Hopefully this will give you a basic idea of what it's like to live with this chronic illness. I could go into much deeper detail, but I won't bore you with it.

It took me many years to come to terms with this illness and accept that I would probably just have to deal with it for the rest of my life. I came to eventually feel thankful for my illness, at least for how it has challenged me and pushed me. It has taught me about humility (not that I am humble, but I do know what it is like to be humbled) and it has taught me that there is a lot more to life than just comfort.

So many people in this world suffer constantly; they suffer way worse than I do. Every day I have a short walk to get to work from where I park my car and I often see some interesting people along the way. One person who often crosses my path is a lady who appears to be an alcoholic. She is thin and weathered and usually has a look of pain on her face. With her eyes barely open, she walks as if on a tightrope, carrying a bottle of wine in a shopping bag. It's 10 am and she is returning from a trip to the wine store, evidently greatly in need of a morning drink. Once I didn't see her for several weeks and then, at last I walked past her again one morning, although I barely recognised her. She was dressed neatly, her eyes were open and her face was radiant. She had perhaps been through rehab and looked like a completely different person. Sadly it wasn't long before I saw her as I had previously known her, making her wobbly shuffle down the sidewalk with her face contorted to block out the morning sun. I can't imagine how she must suffer.

* Task prompt: Copy the passage about chronic illness from "It took me many" through "than just comfort.", swapping "humility" for "modesty". Rely only on the passage about chronic illness.

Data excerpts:

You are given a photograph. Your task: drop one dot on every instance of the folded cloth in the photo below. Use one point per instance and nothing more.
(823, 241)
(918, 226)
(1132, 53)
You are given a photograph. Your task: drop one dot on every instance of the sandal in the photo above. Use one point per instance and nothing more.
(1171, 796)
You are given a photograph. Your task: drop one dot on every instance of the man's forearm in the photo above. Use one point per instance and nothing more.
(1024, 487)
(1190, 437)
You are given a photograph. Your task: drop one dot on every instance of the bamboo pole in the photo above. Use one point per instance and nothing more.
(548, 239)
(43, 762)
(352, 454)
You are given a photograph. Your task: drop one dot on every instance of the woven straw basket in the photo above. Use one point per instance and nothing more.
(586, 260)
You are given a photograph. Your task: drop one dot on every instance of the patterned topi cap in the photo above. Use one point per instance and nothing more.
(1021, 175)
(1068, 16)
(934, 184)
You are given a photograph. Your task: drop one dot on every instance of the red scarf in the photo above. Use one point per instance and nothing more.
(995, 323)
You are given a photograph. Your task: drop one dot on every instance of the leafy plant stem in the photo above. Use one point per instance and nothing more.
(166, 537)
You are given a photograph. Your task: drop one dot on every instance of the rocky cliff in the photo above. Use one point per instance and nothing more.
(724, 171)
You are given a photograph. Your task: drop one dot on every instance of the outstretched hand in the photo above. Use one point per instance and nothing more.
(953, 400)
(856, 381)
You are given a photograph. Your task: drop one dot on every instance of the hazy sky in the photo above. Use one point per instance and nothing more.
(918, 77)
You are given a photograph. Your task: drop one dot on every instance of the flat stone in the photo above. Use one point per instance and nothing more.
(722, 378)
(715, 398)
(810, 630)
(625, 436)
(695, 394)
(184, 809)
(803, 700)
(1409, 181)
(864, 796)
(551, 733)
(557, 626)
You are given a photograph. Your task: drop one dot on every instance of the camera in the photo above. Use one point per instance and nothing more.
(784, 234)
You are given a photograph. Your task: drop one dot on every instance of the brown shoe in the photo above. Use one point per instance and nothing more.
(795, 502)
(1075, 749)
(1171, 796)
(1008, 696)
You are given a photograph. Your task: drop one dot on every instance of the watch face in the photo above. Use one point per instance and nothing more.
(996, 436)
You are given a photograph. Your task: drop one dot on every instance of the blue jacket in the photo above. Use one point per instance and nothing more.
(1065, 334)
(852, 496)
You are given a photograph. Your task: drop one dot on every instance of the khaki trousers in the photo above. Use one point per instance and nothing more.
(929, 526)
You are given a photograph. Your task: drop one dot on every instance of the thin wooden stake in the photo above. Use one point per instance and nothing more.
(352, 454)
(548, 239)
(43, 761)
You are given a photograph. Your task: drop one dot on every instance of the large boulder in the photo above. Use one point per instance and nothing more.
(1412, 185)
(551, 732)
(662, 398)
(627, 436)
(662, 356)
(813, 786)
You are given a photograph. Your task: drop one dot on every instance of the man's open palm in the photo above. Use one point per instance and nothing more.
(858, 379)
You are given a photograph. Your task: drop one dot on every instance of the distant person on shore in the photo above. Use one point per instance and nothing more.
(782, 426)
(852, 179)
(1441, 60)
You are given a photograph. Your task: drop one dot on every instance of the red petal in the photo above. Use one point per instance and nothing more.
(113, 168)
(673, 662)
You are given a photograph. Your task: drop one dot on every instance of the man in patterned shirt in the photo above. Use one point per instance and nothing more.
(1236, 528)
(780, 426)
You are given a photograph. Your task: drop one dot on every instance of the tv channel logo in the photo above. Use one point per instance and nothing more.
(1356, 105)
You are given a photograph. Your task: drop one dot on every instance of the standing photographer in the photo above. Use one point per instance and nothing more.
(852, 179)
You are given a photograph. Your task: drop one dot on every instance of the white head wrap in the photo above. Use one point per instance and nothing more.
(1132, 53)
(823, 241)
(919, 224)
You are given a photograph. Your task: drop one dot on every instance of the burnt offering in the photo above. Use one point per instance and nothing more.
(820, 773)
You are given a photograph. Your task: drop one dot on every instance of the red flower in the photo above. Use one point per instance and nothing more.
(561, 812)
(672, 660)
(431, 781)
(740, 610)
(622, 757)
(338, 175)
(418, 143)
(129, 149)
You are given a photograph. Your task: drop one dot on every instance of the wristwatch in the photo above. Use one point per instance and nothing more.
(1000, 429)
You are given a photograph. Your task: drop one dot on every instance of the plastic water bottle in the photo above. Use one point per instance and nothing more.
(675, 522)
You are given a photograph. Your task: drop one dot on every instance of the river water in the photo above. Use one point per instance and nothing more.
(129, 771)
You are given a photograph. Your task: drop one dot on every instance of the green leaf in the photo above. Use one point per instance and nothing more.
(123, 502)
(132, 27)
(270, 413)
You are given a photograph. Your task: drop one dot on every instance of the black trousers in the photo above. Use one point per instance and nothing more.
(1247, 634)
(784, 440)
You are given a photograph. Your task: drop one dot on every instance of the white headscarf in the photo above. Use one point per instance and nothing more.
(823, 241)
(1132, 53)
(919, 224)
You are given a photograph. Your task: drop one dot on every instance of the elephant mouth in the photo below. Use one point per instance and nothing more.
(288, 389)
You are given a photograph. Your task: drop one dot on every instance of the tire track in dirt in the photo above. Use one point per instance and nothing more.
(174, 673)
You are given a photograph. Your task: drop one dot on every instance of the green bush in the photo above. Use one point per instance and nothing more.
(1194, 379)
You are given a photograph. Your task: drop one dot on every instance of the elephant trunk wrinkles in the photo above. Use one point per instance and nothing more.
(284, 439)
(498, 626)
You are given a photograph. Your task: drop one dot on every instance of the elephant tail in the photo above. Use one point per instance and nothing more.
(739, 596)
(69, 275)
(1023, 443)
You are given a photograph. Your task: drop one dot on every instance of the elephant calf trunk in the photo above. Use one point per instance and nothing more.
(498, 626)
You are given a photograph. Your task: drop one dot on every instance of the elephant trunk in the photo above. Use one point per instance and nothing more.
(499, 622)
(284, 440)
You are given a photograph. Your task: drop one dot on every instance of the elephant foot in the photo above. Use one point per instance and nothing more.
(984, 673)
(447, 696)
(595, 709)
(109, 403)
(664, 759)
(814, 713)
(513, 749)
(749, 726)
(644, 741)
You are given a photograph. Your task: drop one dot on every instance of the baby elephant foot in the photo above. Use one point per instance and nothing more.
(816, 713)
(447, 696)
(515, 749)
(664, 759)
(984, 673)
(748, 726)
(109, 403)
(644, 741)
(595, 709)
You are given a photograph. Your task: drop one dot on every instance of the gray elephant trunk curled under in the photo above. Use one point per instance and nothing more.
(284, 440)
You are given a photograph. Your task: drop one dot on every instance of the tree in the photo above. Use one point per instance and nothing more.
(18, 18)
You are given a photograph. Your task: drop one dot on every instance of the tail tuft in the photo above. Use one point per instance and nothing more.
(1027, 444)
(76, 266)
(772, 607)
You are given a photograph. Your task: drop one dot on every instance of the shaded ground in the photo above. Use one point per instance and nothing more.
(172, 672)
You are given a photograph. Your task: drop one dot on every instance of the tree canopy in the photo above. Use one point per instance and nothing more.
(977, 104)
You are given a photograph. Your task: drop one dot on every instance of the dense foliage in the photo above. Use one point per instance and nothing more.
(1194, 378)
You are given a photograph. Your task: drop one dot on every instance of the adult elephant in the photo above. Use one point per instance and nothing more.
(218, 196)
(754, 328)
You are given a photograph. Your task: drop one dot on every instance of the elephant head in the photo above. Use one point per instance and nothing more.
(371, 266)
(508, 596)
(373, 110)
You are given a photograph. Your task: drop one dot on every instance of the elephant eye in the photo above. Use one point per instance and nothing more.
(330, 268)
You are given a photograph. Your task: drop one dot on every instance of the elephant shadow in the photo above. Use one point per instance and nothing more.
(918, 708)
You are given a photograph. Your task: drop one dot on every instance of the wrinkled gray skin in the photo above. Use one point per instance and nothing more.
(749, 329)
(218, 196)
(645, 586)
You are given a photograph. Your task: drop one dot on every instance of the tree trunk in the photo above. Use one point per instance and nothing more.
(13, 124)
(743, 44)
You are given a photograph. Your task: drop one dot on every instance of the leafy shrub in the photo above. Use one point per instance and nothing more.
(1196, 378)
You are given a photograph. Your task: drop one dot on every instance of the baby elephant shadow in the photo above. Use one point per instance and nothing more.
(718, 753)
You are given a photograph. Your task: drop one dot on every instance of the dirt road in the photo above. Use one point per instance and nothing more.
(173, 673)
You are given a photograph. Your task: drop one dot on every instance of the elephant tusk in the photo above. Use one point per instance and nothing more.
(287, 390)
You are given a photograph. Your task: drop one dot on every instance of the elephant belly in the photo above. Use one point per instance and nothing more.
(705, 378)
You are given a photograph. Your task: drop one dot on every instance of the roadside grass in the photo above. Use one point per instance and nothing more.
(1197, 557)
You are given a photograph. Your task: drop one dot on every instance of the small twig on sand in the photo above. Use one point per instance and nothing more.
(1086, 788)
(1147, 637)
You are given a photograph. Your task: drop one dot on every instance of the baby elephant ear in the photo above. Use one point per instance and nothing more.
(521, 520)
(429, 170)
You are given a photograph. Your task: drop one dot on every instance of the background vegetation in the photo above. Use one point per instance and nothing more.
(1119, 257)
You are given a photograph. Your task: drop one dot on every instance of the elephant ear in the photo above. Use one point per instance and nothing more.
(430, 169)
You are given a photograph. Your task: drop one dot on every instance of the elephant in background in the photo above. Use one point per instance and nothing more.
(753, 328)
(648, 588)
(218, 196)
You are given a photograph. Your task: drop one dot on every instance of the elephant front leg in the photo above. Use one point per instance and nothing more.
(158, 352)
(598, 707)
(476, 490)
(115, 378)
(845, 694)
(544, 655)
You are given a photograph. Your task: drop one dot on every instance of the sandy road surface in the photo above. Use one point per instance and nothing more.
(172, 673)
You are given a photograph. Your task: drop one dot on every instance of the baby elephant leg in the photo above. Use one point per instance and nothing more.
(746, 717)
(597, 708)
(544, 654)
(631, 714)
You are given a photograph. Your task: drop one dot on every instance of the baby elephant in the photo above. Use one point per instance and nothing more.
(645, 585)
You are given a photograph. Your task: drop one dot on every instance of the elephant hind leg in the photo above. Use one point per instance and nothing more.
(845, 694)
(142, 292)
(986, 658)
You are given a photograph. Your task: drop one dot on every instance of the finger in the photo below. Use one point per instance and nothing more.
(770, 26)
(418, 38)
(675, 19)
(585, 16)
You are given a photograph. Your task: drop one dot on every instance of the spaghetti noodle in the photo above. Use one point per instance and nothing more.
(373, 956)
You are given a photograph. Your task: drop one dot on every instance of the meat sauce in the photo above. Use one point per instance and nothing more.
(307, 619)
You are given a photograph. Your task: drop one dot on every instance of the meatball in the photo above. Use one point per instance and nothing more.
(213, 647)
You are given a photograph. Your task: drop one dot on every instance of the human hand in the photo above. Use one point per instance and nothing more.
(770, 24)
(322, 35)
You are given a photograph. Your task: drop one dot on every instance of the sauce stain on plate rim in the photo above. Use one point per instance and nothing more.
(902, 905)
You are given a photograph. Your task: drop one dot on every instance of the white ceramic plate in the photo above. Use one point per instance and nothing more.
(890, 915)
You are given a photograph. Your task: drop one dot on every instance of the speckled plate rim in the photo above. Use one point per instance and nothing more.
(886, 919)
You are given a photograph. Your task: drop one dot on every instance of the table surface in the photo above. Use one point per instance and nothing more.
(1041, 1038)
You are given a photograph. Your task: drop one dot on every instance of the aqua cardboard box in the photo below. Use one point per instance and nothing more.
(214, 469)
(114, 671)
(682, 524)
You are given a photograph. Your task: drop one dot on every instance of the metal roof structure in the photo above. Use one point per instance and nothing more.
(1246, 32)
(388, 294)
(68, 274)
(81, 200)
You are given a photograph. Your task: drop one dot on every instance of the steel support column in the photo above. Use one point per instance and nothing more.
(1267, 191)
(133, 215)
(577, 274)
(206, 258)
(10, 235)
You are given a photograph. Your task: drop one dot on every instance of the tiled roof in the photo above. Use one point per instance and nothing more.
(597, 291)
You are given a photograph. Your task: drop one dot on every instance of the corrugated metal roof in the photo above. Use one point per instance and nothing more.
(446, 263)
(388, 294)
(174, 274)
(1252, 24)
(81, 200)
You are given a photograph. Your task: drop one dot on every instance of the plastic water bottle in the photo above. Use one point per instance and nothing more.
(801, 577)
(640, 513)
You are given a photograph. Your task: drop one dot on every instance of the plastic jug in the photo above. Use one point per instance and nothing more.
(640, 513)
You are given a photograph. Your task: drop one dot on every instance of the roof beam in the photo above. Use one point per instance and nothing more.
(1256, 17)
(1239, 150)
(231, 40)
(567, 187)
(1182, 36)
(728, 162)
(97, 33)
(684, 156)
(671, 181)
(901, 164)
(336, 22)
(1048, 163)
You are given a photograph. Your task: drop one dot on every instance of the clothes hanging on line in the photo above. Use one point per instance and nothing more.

* Your response:
It took me many years to come to terms with this illness and accept that I would probably just have to deal with it for the rest of my life. I came to eventually feel thankful for my illness, at least for how it has challenged me and pushed me. It has taught me about modesty (not that I am humble, but I do know what it is like to be humbled) and it has taught me that there is a lot more to life than just comfort.